> **MATERIALS PROVIDED**:
——
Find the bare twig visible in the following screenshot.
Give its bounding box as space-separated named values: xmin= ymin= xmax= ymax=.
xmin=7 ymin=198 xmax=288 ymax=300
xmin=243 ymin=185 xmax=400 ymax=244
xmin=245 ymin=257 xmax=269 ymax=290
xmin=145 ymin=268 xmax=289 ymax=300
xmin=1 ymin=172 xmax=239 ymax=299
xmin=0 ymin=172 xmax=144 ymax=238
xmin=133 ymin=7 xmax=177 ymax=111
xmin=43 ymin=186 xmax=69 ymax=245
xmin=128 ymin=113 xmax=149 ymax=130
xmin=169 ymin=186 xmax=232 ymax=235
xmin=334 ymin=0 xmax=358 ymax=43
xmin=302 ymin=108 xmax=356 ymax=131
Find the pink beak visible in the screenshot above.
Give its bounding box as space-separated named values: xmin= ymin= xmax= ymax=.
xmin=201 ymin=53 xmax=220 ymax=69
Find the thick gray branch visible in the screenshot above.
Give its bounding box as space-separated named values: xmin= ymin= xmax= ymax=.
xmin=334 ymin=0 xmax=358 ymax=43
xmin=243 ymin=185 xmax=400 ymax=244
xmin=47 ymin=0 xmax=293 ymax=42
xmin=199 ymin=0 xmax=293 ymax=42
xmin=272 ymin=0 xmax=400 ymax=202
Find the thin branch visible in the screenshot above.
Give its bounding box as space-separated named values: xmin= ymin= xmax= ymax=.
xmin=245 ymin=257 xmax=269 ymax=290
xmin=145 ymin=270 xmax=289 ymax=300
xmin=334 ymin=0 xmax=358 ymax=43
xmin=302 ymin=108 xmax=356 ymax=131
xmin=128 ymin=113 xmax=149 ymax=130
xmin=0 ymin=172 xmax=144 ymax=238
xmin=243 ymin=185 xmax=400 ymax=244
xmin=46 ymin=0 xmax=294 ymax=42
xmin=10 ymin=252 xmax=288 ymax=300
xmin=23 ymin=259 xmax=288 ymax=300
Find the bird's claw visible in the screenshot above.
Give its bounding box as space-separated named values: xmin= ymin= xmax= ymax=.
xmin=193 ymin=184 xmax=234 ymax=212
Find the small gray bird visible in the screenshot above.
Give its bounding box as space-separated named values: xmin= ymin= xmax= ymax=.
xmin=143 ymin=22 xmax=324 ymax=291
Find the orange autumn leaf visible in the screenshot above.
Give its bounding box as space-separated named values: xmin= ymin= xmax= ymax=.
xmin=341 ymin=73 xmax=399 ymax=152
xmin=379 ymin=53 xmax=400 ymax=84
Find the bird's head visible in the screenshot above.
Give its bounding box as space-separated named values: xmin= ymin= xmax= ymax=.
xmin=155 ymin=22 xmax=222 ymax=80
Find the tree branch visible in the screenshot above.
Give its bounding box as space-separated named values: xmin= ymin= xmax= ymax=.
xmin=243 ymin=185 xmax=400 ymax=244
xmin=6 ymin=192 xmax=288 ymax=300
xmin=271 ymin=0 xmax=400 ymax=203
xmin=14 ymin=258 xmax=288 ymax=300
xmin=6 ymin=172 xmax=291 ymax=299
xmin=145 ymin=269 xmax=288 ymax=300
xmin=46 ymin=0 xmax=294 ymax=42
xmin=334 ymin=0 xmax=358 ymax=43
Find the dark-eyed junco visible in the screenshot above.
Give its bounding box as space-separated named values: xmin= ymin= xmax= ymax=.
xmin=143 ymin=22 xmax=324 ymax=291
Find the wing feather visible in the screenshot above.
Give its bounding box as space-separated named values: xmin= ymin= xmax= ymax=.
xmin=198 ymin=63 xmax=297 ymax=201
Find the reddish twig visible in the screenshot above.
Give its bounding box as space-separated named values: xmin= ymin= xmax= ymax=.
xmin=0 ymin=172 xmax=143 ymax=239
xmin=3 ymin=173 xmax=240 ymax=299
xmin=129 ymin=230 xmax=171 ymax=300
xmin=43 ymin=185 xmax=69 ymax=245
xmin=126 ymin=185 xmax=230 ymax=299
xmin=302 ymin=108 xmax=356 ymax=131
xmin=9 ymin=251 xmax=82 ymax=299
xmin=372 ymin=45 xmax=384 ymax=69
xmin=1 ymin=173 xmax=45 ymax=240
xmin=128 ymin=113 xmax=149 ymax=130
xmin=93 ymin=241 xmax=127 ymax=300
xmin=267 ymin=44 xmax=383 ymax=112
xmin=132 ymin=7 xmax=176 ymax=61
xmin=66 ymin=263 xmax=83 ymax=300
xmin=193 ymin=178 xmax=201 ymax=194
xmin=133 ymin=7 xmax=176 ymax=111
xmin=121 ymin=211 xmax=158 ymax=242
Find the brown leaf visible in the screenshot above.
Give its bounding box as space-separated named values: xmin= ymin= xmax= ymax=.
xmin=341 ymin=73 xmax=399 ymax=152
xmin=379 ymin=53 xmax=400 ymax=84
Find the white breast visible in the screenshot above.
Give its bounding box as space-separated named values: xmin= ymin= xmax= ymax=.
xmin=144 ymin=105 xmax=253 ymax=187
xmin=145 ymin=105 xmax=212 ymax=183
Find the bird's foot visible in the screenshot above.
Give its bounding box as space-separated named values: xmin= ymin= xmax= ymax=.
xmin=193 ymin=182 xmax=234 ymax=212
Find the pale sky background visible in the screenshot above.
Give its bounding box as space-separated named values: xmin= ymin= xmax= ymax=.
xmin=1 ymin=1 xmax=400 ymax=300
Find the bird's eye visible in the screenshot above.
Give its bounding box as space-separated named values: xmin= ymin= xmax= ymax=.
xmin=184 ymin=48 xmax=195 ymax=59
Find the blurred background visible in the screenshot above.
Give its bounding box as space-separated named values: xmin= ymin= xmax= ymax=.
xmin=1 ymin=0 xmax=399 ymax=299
——
> **EXERCISE OBJECTIVE**: All lines of the records above that contain the word "branch" are to be copied out.

> **ANSWER BOX**:
Find the thick gray branch visible in the screenshot above.
Find the thin branch visible in the screenshot above.
Find the tree branch visible in the screenshot above.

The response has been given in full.